• WHAT YOU WILL DO
Pick out every line in the data below that contains the word "wall" and copy each of those lines.

※ ※ ※

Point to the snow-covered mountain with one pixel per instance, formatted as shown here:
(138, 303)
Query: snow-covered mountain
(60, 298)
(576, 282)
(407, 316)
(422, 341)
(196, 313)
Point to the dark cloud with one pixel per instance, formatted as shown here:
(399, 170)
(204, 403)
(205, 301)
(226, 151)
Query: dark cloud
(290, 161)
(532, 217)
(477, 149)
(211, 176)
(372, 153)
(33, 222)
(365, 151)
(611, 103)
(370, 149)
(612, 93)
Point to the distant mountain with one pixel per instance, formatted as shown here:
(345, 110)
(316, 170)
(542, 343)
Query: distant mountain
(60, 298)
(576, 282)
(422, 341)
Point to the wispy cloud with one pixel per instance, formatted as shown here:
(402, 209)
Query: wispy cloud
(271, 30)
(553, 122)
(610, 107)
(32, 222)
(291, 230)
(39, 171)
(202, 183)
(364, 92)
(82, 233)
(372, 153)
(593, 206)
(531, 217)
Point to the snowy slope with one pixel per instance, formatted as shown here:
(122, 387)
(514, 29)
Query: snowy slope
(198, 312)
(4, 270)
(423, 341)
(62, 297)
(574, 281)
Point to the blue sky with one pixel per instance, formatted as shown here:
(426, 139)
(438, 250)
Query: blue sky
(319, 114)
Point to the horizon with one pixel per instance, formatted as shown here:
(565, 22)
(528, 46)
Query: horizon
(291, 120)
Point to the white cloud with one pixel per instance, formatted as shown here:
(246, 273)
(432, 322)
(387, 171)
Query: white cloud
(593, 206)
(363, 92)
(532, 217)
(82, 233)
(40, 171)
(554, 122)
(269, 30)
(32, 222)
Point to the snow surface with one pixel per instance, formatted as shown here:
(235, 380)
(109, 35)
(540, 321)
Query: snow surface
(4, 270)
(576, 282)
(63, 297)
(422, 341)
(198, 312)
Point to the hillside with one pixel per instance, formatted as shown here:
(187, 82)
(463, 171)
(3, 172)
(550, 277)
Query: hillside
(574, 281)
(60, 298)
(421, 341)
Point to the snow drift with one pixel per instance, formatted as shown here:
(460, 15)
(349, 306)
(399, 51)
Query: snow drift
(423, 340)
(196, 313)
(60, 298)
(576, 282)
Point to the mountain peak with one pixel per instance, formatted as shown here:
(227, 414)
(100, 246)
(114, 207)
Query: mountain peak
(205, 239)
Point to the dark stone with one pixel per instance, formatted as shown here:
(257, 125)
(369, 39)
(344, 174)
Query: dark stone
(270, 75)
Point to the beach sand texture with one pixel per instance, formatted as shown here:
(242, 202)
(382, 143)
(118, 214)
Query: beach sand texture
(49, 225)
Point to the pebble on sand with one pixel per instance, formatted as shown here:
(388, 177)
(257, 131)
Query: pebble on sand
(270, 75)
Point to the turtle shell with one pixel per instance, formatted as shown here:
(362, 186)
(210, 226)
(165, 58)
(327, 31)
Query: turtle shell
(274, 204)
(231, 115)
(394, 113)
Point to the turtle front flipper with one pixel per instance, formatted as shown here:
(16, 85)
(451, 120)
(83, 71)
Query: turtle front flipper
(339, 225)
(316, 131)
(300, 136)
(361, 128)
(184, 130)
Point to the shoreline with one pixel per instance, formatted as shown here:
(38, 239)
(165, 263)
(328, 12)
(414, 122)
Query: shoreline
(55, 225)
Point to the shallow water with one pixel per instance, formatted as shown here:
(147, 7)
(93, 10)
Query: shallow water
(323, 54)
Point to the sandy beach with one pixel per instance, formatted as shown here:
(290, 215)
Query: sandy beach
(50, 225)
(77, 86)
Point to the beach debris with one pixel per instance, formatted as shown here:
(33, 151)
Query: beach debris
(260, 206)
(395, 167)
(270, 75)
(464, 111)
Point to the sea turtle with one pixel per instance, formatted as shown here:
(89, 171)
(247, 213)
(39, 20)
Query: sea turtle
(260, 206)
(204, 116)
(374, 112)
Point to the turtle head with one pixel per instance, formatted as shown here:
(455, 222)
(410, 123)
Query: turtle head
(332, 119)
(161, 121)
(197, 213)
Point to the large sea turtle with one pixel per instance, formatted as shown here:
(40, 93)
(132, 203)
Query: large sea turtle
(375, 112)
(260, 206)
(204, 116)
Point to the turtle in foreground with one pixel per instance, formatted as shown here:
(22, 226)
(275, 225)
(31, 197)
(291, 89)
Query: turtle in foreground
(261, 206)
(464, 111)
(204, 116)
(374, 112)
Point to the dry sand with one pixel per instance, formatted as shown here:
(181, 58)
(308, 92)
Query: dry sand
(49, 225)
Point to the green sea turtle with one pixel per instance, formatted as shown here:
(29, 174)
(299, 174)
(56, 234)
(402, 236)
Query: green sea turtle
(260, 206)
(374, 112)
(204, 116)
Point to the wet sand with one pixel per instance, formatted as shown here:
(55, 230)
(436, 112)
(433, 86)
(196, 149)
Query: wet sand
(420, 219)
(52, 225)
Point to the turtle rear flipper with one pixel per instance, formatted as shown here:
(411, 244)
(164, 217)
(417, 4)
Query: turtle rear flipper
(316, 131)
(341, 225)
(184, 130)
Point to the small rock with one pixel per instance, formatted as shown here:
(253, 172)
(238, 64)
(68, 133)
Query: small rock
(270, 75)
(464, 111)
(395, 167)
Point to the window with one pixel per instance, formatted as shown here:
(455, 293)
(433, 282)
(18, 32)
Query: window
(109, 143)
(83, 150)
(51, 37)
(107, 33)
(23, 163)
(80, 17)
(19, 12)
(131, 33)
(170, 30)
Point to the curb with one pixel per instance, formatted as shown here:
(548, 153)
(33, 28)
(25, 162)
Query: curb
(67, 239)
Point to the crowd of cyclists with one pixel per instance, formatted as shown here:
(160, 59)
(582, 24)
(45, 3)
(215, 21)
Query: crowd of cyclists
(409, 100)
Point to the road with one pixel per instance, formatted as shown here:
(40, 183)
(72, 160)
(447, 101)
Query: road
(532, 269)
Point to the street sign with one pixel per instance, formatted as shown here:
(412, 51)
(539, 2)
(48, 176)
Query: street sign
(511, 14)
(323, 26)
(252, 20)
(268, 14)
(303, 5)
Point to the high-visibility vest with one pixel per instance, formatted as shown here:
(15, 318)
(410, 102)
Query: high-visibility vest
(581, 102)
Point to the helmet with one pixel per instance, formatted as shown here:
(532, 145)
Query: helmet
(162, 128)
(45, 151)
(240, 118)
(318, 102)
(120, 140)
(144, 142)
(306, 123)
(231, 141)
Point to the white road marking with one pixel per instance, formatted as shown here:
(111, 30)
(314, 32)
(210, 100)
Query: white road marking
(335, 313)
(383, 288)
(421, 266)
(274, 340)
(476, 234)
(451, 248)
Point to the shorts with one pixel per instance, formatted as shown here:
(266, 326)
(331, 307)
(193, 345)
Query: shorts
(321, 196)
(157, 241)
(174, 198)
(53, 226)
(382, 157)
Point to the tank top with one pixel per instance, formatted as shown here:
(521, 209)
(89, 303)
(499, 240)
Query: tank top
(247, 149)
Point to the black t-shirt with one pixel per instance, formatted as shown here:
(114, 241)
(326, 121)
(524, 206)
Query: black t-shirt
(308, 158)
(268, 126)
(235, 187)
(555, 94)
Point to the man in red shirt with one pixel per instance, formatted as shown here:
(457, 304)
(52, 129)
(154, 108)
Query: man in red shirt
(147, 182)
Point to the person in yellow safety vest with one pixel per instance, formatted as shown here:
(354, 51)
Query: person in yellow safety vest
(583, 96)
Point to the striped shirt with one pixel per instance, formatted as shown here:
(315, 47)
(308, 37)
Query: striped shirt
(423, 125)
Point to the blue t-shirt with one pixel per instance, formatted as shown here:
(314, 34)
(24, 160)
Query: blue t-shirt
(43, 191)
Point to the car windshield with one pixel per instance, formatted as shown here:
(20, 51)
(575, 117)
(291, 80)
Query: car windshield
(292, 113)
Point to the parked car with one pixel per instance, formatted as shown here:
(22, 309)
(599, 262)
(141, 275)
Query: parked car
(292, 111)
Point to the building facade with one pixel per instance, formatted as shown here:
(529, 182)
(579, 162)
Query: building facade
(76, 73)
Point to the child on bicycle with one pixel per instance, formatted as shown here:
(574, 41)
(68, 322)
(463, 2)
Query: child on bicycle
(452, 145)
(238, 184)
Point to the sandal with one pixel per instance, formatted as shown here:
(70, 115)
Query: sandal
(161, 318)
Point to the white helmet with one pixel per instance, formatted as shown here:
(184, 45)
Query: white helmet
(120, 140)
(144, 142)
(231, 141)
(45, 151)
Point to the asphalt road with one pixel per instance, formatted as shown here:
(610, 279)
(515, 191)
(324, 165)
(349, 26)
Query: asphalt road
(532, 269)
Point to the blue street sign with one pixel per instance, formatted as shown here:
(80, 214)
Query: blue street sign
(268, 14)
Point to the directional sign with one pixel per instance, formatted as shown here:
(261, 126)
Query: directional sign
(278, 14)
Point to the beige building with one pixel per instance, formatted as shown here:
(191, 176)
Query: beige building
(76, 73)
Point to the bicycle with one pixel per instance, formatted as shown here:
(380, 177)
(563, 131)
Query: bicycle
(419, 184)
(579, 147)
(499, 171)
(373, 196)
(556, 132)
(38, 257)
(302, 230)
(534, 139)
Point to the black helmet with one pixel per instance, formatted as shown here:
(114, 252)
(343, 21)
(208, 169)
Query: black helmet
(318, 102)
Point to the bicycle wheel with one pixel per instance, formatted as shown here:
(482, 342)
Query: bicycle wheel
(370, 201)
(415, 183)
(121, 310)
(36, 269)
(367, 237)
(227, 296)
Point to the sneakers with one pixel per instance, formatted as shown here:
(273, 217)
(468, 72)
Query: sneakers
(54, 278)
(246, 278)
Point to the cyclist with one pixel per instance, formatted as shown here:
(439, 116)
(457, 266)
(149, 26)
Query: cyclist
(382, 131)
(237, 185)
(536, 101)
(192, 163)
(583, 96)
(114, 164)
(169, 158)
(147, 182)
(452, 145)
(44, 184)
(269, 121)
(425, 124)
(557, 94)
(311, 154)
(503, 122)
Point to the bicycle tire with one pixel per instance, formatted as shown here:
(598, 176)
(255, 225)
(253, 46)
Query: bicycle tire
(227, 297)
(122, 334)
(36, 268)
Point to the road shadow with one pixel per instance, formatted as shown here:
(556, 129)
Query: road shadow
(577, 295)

※ ※ ※

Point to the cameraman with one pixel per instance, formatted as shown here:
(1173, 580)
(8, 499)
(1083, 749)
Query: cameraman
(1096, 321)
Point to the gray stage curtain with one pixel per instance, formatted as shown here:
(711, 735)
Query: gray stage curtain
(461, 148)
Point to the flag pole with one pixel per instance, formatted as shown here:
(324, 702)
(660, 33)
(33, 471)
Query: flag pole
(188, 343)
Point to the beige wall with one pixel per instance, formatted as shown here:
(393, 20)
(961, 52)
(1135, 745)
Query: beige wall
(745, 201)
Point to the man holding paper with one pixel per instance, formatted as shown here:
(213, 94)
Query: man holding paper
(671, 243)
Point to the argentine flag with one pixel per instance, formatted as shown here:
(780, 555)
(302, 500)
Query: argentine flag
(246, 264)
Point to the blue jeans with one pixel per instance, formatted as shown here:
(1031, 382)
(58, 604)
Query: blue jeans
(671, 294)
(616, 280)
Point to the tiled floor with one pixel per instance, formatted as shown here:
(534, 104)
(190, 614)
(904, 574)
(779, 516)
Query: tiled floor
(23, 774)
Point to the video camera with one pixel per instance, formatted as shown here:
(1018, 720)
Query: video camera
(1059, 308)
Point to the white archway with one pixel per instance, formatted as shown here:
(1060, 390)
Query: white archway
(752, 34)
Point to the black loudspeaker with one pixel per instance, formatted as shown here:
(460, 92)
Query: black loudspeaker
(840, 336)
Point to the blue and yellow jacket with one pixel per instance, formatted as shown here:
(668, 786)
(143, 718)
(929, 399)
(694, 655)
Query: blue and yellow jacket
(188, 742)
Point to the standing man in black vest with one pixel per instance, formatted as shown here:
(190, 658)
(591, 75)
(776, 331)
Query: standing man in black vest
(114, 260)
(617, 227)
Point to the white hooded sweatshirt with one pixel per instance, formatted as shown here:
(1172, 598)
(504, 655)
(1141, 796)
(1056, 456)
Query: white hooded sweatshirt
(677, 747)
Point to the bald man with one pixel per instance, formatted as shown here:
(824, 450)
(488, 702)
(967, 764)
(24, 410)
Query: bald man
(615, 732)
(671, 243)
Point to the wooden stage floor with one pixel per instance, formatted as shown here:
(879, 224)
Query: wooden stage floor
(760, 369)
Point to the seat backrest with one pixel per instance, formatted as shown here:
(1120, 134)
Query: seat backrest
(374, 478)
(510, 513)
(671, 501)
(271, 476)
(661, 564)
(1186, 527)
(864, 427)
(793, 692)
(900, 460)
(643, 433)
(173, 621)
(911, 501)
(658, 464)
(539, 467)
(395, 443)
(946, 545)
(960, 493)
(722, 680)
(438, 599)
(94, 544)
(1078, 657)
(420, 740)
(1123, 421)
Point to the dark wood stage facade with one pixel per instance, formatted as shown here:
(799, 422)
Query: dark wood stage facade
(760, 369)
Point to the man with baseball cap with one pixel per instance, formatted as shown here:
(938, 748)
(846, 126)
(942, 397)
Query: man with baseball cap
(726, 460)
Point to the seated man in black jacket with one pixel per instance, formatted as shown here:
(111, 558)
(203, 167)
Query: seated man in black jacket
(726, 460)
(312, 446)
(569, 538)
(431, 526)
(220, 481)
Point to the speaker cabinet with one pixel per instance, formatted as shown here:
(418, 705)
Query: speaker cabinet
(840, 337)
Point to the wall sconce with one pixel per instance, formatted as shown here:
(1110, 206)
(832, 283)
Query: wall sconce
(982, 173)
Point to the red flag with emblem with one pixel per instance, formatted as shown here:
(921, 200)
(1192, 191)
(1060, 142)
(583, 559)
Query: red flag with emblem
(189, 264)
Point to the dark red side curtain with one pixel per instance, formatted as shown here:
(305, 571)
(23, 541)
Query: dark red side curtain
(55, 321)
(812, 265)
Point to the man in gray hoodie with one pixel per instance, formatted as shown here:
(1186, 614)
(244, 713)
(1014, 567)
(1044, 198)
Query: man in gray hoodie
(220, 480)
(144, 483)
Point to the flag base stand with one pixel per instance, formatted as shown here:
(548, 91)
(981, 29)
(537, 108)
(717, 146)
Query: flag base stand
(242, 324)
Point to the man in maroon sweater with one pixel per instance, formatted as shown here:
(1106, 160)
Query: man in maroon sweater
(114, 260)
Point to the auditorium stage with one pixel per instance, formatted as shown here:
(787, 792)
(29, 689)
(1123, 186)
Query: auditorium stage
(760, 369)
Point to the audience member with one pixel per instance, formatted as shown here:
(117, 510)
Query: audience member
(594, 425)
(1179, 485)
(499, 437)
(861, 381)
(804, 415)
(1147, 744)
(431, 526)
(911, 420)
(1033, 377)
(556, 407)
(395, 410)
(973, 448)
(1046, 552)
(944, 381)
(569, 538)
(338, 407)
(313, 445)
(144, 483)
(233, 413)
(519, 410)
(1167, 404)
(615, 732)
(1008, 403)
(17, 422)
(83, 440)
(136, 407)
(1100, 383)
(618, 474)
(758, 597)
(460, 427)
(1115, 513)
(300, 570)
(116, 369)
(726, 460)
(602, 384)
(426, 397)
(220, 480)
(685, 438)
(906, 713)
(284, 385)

※ ※ ※

• TASK SOLUTION
Point to the beige wall with one pixel per instance, formatted as shown here:
Query: beige wall
Point to the wall sconce with one pixel per instance, formatted as shown here:
Query: wall sconce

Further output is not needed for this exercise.